• [WHAT TO WORK ON] Continue the article about Syracuse University punishing a student for her question at a party, picking up after its final sentence.

*** Opening of PAGE EXCERPT ***

“Syracuse’s nebulous ban on ‘mental harm’ means students don’t know if they can ask questions or discuss sexual misconduct without getting in trouble”
Syracuse has a policy against causing others mental harm. That’s what’s being enforced here.
From the FIRE blog:
Syracuse punishes student for asking man at party if he’s a Canadian sex offender
She’d heard rumors that the guy at the party had a history of problematic behavior toward women. So Syracuse University freshman Samantha Jones went right up to him and asked: Was he a registered sex offender?
Now, Syracuse is enforcing its ban on causing “mental harm” to punish the 18-year-old biology student for her question. It’s a move that adds to Syracuse’s troubling history of censorship and raises new questions about the vulnerability of Syracuse students who report or discuss sexual misconduct on campus.
“Syracuse’s nebulous ban on ‘mental harm’ means students don’t know if they can ask questions or discuss sexual misconduct without getting in trouble,” said FIRE Program Officer Alex Morey. “Administrators should take action now to ensure these kinds of vague policies don’t infringe students’ core expressive rights.”
In October, having heard rumors of past predatory behavior, Jones approached a fellow student at an off-campus party and asked him if he is a registered sex offender in his native country, Canada.

*** Close of PAGE EXCERPT ***
*** Opening of DATA TO EXAMINE ***

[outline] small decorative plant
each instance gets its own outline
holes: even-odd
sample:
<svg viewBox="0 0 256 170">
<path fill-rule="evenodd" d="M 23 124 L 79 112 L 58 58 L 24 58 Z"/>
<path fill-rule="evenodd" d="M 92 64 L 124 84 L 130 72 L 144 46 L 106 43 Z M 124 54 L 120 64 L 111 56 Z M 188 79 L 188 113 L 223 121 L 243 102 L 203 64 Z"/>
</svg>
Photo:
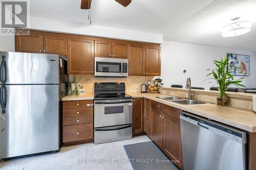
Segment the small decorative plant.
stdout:
<svg viewBox="0 0 256 170">
<path fill-rule="evenodd" d="M 81 78 L 78 80 L 77 80 L 76 77 L 75 76 L 73 78 L 73 80 L 69 80 L 68 82 L 68 87 L 67 90 L 69 95 L 79 94 L 79 90 L 83 88 L 83 87 L 79 84 L 79 81 Z"/>
<path fill-rule="evenodd" d="M 219 87 L 217 88 L 220 91 L 220 96 L 217 99 L 217 104 L 222 106 L 228 106 L 229 104 L 229 98 L 227 96 L 226 94 L 226 91 L 229 86 L 234 85 L 239 88 L 240 88 L 239 87 L 245 87 L 245 86 L 240 84 L 242 82 L 241 80 L 244 79 L 244 78 L 234 79 L 231 74 L 234 71 L 239 71 L 238 70 L 240 70 L 240 68 L 233 67 L 232 68 L 230 68 L 229 66 L 230 63 L 233 62 L 233 60 L 228 61 L 228 60 L 227 55 L 224 60 L 222 58 L 220 61 L 214 60 L 214 63 L 216 65 L 216 68 L 214 69 L 208 69 L 207 70 L 210 71 L 210 72 L 206 76 L 207 77 L 212 75 L 214 77 L 206 79 L 214 80 L 214 81 L 209 83 L 216 82 L 219 85 Z"/>
</svg>

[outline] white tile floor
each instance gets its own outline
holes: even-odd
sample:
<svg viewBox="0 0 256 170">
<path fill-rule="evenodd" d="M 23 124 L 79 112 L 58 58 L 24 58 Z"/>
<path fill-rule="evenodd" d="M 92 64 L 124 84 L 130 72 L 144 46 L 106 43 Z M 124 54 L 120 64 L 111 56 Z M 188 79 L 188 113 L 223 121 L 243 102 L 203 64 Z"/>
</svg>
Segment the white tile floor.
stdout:
<svg viewBox="0 0 256 170">
<path fill-rule="evenodd" d="M 62 147 L 60 152 L 0 161 L 1 170 L 132 170 L 124 145 L 150 141 L 146 136 L 111 143 Z"/>
</svg>

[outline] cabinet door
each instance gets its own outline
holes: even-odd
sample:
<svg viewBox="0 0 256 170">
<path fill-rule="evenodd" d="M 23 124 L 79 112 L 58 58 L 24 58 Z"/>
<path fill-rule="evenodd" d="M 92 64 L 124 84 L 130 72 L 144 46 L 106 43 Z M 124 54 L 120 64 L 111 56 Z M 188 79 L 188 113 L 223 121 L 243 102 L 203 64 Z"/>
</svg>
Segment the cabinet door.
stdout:
<svg viewBox="0 0 256 170">
<path fill-rule="evenodd" d="M 95 41 L 95 57 L 112 57 L 111 42 Z"/>
<path fill-rule="evenodd" d="M 134 98 L 133 103 L 133 134 L 144 132 L 144 99 Z"/>
<path fill-rule="evenodd" d="M 124 43 L 112 42 L 112 57 L 127 58 L 127 44 Z"/>
<path fill-rule="evenodd" d="M 67 55 L 67 38 L 55 36 L 44 36 L 44 53 Z"/>
<path fill-rule="evenodd" d="M 145 71 L 146 76 L 161 76 L 161 47 L 146 47 Z"/>
<path fill-rule="evenodd" d="M 30 35 L 15 35 L 15 52 L 42 53 L 43 35 L 30 31 Z"/>
<path fill-rule="evenodd" d="M 144 100 L 144 131 L 147 135 L 151 136 L 151 102 L 150 99 L 145 99 Z"/>
<path fill-rule="evenodd" d="M 163 115 L 163 151 L 170 159 L 176 160 L 176 165 L 182 169 L 180 122 L 165 114 Z"/>
<path fill-rule="evenodd" d="M 163 122 L 162 113 L 151 108 L 152 138 L 161 150 L 163 149 Z"/>
<path fill-rule="evenodd" d="M 129 45 L 129 76 L 145 75 L 145 46 L 135 44 Z"/>
<path fill-rule="evenodd" d="M 94 41 L 68 39 L 68 73 L 91 75 L 94 70 Z"/>
</svg>

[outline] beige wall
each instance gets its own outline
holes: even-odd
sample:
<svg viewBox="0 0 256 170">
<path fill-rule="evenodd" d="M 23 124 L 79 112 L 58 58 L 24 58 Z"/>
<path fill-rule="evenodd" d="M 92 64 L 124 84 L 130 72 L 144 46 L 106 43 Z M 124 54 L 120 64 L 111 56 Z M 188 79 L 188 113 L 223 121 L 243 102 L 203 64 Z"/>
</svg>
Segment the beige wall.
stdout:
<svg viewBox="0 0 256 170">
<path fill-rule="evenodd" d="M 86 94 L 94 93 L 94 85 L 95 82 L 124 82 L 126 85 L 126 93 L 140 92 L 141 84 L 154 79 L 154 76 L 129 76 L 126 78 L 96 78 L 93 75 L 70 75 L 70 79 L 72 80 L 75 76 L 77 79 L 81 78 L 80 84 L 86 89 Z"/>
</svg>

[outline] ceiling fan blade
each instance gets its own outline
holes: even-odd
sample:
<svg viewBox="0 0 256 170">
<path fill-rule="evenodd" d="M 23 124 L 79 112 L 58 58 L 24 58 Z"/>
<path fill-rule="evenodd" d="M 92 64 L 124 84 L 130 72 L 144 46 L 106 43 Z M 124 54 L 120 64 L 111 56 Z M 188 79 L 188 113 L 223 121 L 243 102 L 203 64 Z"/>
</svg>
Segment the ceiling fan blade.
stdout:
<svg viewBox="0 0 256 170">
<path fill-rule="evenodd" d="M 127 7 L 131 2 L 132 0 L 115 0 L 124 7 Z"/>
<path fill-rule="evenodd" d="M 81 9 L 89 9 L 91 8 L 92 0 L 82 0 L 81 2 Z"/>
</svg>

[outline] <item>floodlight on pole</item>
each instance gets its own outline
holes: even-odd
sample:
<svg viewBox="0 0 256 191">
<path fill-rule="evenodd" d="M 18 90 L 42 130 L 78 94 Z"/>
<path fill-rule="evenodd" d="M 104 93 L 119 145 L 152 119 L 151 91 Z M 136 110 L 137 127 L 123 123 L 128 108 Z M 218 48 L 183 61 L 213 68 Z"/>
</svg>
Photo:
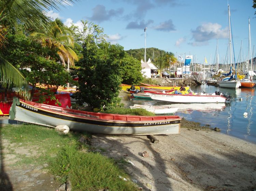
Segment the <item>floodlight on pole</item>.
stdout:
<svg viewBox="0 0 256 191">
<path fill-rule="evenodd" d="M 144 54 L 144 62 L 146 62 L 146 30 L 147 28 L 146 27 L 144 29 L 144 32 L 145 32 L 145 54 Z"/>
</svg>

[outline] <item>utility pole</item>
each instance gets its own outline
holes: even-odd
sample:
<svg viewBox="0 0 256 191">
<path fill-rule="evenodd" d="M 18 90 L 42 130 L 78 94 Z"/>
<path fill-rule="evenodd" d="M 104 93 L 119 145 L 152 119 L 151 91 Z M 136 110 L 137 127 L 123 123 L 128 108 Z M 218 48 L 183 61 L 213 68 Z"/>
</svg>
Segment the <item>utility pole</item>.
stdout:
<svg viewBox="0 0 256 191">
<path fill-rule="evenodd" d="M 145 32 L 145 54 L 144 54 L 144 62 L 146 62 L 146 30 L 147 29 L 147 28 L 146 27 L 144 29 L 144 32 Z"/>
</svg>

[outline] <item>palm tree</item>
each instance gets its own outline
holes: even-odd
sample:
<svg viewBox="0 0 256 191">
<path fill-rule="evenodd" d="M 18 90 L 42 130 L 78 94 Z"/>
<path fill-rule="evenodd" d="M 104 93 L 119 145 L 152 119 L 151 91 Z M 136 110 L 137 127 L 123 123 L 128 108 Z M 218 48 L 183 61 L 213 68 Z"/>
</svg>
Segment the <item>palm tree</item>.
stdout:
<svg viewBox="0 0 256 191">
<path fill-rule="evenodd" d="M 46 10 L 58 10 L 62 3 L 73 3 L 77 0 L 0 0 L 0 81 L 4 87 L 11 84 L 18 87 L 19 92 L 29 99 L 29 85 L 21 73 L 4 58 L 3 54 L 6 39 L 5 36 L 12 28 L 22 24 L 25 29 L 47 29 L 50 19 Z M 22 7 L 21 8 L 20 7 Z"/>
<path fill-rule="evenodd" d="M 70 48 L 74 47 L 74 39 L 72 32 L 58 18 L 51 23 L 49 29 L 45 34 L 33 33 L 32 36 L 37 38 L 42 45 L 57 50 L 57 53 L 63 66 L 68 63 L 69 66 L 74 66 L 74 61 L 78 58 L 75 53 Z"/>
<path fill-rule="evenodd" d="M 155 64 L 159 68 L 160 73 L 163 69 L 169 65 L 169 62 L 167 62 L 165 57 L 162 56 L 158 57 L 156 59 Z"/>
</svg>

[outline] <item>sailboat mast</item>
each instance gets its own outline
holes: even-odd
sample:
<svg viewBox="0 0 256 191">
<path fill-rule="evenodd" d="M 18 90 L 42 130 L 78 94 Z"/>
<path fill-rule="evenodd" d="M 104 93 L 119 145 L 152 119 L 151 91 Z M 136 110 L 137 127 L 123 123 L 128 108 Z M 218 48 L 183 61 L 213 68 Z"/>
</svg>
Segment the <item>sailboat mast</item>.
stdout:
<svg viewBox="0 0 256 191">
<path fill-rule="evenodd" d="M 231 58 L 232 57 L 231 56 L 231 23 L 230 21 L 230 12 L 229 11 L 229 5 L 228 5 L 228 22 L 229 30 L 229 55 L 230 56 L 230 65 L 231 66 Z"/>
<path fill-rule="evenodd" d="M 251 58 L 251 69 L 252 71 L 252 70 L 253 70 L 253 67 L 252 67 L 252 45 L 251 44 L 251 28 L 250 27 L 250 18 L 249 18 L 249 38 L 248 38 L 248 47 L 250 47 L 250 57 L 249 57 L 249 54 L 248 54 L 248 77 L 249 77 L 249 59 L 250 58 Z M 248 50 L 249 50 L 248 49 Z M 248 51 L 248 54 L 249 54 L 249 51 Z"/>
<path fill-rule="evenodd" d="M 217 39 L 217 50 L 216 51 L 216 60 L 217 60 L 217 63 L 216 63 L 216 70 L 217 71 L 218 71 L 219 70 L 219 54 L 218 54 L 218 39 Z"/>
</svg>

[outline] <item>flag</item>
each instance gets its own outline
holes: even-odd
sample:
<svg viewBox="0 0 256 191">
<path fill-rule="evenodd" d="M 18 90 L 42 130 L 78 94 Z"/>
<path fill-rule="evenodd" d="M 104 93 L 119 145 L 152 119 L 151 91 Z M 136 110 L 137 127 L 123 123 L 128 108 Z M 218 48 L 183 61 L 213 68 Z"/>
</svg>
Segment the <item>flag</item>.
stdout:
<svg viewBox="0 0 256 191">
<path fill-rule="evenodd" d="M 206 64 L 208 64 L 208 62 L 207 62 L 207 60 L 206 59 L 206 58 L 205 57 L 204 57 L 204 62 Z"/>
</svg>

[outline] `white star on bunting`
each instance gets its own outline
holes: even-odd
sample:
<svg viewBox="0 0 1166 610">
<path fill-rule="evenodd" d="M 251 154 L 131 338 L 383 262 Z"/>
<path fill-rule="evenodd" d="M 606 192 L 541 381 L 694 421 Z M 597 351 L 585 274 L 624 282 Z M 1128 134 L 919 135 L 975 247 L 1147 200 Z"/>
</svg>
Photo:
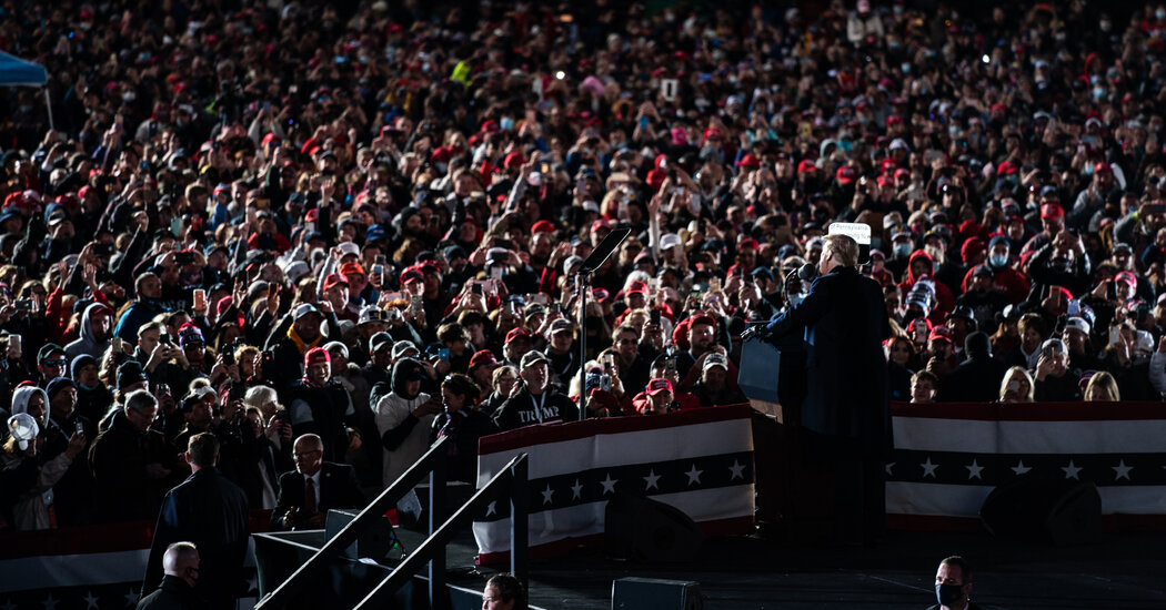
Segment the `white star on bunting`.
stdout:
<svg viewBox="0 0 1166 610">
<path fill-rule="evenodd" d="M 616 492 L 616 483 L 618 483 L 618 482 L 619 482 L 618 478 L 612 478 L 611 477 L 611 473 L 607 473 L 607 477 L 604 478 L 603 481 L 599 481 L 599 484 L 603 485 L 603 492 L 604 494 L 614 494 Z"/>
<path fill-rule="evenodd" d="M 923 476 L 925 477 L 929 476 L 932 478 L 935 478 L 935 469 L 940 467 L 940 464 L 937 464 L 937 463 L 932 463 L 932 456 L 930 455 L 927 456 L 927 461 L 926 462 L 923 462 L 923 463 L 921 463 L 919 466 L 921 466 L 923 468 Z"/>
<path fill-rule="evenodd" d="M 688 484 L 690 484 L 690 485 L 691 484 L 700 484 L 701 483 L 701 475 L 702 474 L 704 474 L 704 470 L 697 470 L 695 463 L 693 464 L 693 468 L 690 470 L 688 470 L 687 473 L 684 473 L 684 475 L 688 476 Z"/>
<path fill-rule="evenodd" d="M 659 481 L 660 481 L 660 475 L 655 474 L 655 468 L 648 470 L 648 476 L 644 477 L 644 482 L 647 483 L 647 487 L 644 488 L 644 491 L 647 491 L 649 489 L 660 489 L 660 485 L 658 484 Z"/>
</svg>

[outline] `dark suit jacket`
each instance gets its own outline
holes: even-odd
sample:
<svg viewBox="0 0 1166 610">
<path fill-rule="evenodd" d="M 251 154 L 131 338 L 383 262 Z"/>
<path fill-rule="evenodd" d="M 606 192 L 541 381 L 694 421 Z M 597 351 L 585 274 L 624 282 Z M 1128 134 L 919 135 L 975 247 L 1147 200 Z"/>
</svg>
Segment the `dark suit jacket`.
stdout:
<svg viewBox="0 0 1166 610">
<path fill-rule="evenodd" d="M 272 529 L 290 530 L 288 509 L 303 509 L 307 483 L 302 474 L 293 470 L 280 475 L 279 497 L 272 510 Z M 367 504 L 360 485 L 357 483 L 357 471 L 349 464 L 324 462 L 319 467 L 319 503 L 316 510 L 328 512 L 328 509 L 363 509 Z"/>
<path fill-rule="evenodd" d="M 143 594 L 153 591 L 162 581 L 166 547 L 185 540 L 198 547 L 196 593 L 211 601 L 212 608 L 234 608 L 250 535 L 247 495 L 217 469 L 199 469 L 171 489 L 162 502 Z"/>
<path fill-rule="evenodd" d="M 836 267 L 810 284 L 796 307 L 768 324 L 771 340 L 805 329 L 808 391 L 802 425 L 861 441 L 872 455 L 890 448 L 891 409 L 883 341 L 891 336 L 878 283 Z"/>
</svg>

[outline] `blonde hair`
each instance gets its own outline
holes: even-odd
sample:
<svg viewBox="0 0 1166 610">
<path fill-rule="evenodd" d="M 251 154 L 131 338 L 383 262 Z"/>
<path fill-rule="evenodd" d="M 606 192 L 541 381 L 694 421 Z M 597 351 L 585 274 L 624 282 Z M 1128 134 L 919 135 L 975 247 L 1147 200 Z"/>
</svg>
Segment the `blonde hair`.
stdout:
<svg viewBox="0 0 1166 610">
<path fill-rule="evenodd" d="M 1011 382 L 1012 380 L 1019 380 L 1028 384 L 1028 391 L 1025 392 L 1024 400 L 1021 402 L 1032 403 L 1035 400 L 1033 392 L 1035 391 L 1037 384 L 1035 382 L 1032 381 L 1032 375 L 1030 375 L 1024 367 L 1012 367 L 1011 369 L 1007 370 L 1007 373 L 1004 374 L 1004 378 L 1000 380 L 1002 402 L 1004 400 L 1004 396 L 1007 393 L 1009 382 Z"/>
<path fill-rule="evenodd" d="M 827 235 L 822 237 L 826 241 L 826 246 L 822 247 L 822 253 L 829 248 L 833 254 L 838 258 L 838 264 L 842 267 L 856 267 L 858 264 L 858 242 L 849 235 Z"/>
</svg>

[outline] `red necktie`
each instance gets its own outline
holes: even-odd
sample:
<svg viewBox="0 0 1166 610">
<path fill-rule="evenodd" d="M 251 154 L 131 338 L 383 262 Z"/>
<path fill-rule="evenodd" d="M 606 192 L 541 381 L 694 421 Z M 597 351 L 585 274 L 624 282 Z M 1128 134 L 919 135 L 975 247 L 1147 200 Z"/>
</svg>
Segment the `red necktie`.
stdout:
<svg viewBox="0 0 1166 610">
<path fill-rule="evenodd" d="M 308 512 L 316 512 L 316 482 L 309 476 L 308 478 L 308 492 L 303 498 L 303 508 L 308 509 Z"/>
</svg>

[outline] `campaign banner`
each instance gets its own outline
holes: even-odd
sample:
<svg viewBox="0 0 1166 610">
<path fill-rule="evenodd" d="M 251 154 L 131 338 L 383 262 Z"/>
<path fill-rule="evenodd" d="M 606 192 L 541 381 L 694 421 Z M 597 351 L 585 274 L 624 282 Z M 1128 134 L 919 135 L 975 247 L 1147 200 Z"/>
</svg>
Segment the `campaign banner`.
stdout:
<svg viewBox="0 0 1166 610">
<path fill-rule="evenodd" d="M 1166 526 L 1161 403 L 894 404 L 888 524 L 978 527 L 1019 476 L 1097 485 L 1108 525 Z"/>
<path fill-rule="evenodd" d="M 642 494 L 688 515 L 707 534 L 753 525 L 753 439 L 746 405 L 662 416 L 529 426 L 484 437 L 478 488 L 520 453 L 529 456 L 531 556 L 602 540 L 604 509 L 617 492 Z M 510 503 L 491 503 L 473 523 L 478 560 L 510 558 Z"/>
</svg>

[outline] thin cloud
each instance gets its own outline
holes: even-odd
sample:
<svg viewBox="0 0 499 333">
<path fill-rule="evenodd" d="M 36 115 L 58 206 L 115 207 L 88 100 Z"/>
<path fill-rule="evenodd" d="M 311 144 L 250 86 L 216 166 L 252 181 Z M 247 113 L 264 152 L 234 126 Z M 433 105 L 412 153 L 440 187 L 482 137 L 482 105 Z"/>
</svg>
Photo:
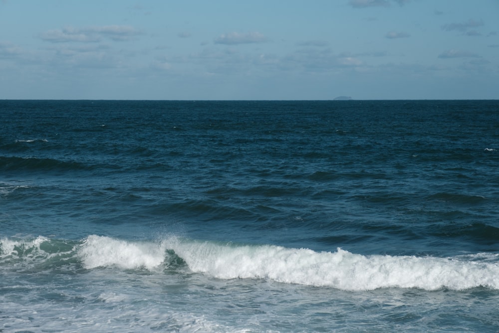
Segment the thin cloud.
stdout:
<svg viewBox="0 0 499 333">
<path fill-rule="evenodd" d="M 387 0 L 350 0 L 349 3 L 354 8 L 388 7 L 390 5 L 390 2 Z"/>
<path fill-rule="evenodd" d="M 21 49 L 11 44 L 0 42 L 0 58 L 16 57 L 21 53 Z"/>
<path fill-rule="evenodd" d="M 482 35 L 482 34 L 477 31 L 476 30 L 471 30 L 467 31 L 465 34 L 467 36 L 471 36 L 472 37 Z"/>
<path fill-rule="evenodd" d="M 439 54 L 438 57 L 442 59 L 449 59 L 451 58 L 479 58 L 480 56 L 476 53 L 467 51 L 451 49 L 444 51 L 440 53 Z"/>
<path fill-rule="evenodd" d="M 307 40 L 296 43 L 296 45 L 299 46 L 323 47 L 329 46 L 329 43 L 324 40 Z"/>
<path fill-rule="evenodd" d="M 403 6 L 409 3 L 411 0 L 350 0 L 348 3 L 354 8 L 367 7 L 389 7 L 392 2 L 396 2 Z"/>
<path fill-rule="evenodd" d="M 139 34 L 140 31 L 128 25 L 105 25 L 49 30 L 41 34 L 40 38 L 53 43 L 98 42 L 104 38 L 122 41 Z"/>
<path fill-rule="evenodd" d="M 390 39 L 394 39 L 397 38 L 407 38 L 410 36 L 411 35 L 407 32 L 396 32 L 395 31 L 390 31 L 385 35 L 385 37 Z"/>
<path fill-rule="evenodd" d="M 457 30 L 464 32 L 468 29 L 476 28 L 479 26 L 482 26 L 483 25 L 484 21 L 482 20 L 477 21 L 474 19 L 469 19 L 466 22 L 451 23 L 448 24 L 445 24 L 442 26 L 442 28 L 446 31 Z"/>
<path fill-rule="evenodd" d="M 221 35 L 218 38 L 215 38 L 215 43 L 236 45 L 237 44 L 261 43 L 266 41 L 267 38 L 265 38 L 265 36 L 259 32 L 248 32 L 247 33 L 231 32 Z"/>
</svg>

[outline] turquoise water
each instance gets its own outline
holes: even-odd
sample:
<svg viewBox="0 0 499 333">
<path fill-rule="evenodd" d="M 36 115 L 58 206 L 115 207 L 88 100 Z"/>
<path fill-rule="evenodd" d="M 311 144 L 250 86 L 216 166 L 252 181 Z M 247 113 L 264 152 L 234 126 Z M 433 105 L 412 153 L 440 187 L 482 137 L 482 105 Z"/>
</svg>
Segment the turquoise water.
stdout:
<svg viewBox="0 0 499 333">
<path fill-rule="evenodd" d="M 0 330 L 498 332 L 497 101 L 0 101 Z"/>
</svg>

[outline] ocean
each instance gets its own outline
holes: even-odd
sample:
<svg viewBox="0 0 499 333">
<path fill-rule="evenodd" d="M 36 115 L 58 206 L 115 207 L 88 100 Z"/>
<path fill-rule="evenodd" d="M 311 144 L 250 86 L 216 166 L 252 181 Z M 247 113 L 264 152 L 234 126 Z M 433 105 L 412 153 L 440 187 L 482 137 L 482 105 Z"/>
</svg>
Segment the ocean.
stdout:
<svg viewBox="0 0 499 333">
<path fill-rule="evenodd" d="M 498 332 L 499 101 L 0 100 L 0 332 Z"/>
</svg>

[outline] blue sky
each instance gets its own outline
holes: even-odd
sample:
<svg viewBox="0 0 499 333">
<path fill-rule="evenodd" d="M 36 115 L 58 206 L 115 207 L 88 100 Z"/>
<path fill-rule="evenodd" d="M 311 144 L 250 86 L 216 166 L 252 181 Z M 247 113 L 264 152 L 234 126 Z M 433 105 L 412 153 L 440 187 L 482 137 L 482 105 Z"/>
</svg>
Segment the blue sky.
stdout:
<svg viewBox="0 0 499 333">
<path fill-rule="evenodd" d="M 0 0 L 0 99 L 499 99 L 499 0 Z"/>
</svg>

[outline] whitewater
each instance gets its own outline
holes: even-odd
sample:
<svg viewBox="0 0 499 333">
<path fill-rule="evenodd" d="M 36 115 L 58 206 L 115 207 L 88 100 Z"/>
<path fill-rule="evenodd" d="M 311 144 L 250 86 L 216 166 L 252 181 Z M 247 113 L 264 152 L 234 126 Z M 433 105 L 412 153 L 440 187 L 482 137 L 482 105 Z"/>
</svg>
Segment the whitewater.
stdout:
<svg viewBox="0 0 499 333">
<path fill-rule="evenodd" d="M 497 101 L 0 120 L 0 332 L 499 332 Z"/>
</svg>

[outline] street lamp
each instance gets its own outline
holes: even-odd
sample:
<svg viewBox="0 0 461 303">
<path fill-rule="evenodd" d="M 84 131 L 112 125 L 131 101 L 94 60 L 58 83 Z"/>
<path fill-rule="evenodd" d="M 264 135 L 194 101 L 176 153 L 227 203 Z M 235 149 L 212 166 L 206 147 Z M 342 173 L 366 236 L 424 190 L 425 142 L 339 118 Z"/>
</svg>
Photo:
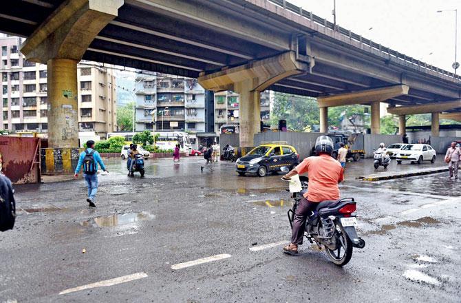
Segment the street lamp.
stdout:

*** Close of DATA TO EXAMINE ***

• [RESPONSE TO THIS TASK]
He reported the incident to campus police, who referred the matter to Syracuse’s Office of Community Standards. Last month, the University Conduct Board found Jones responsible for violating a ban on “[c]onduct, whether physical, electronic, oral, written or video, which threatens the mental health, physical health, or safety of anyone.” Jones has since been placed on disciplinary probation and is required to attend “Decision-Making” and “Conflict Coaching” workshops.
“Accusing someone of something that has no validity, especially being on a sex offender list can harm one’s mental health and safety,” wrote Syracuse administrator Sheriah Dixon in a December memo detailing Jones’ formal punishment. The problem with this assessment? Jones didn’t accuse the man of anything. The Conduct Board’s own findings conclude plainly that all Jones did was seek clarification about rumors.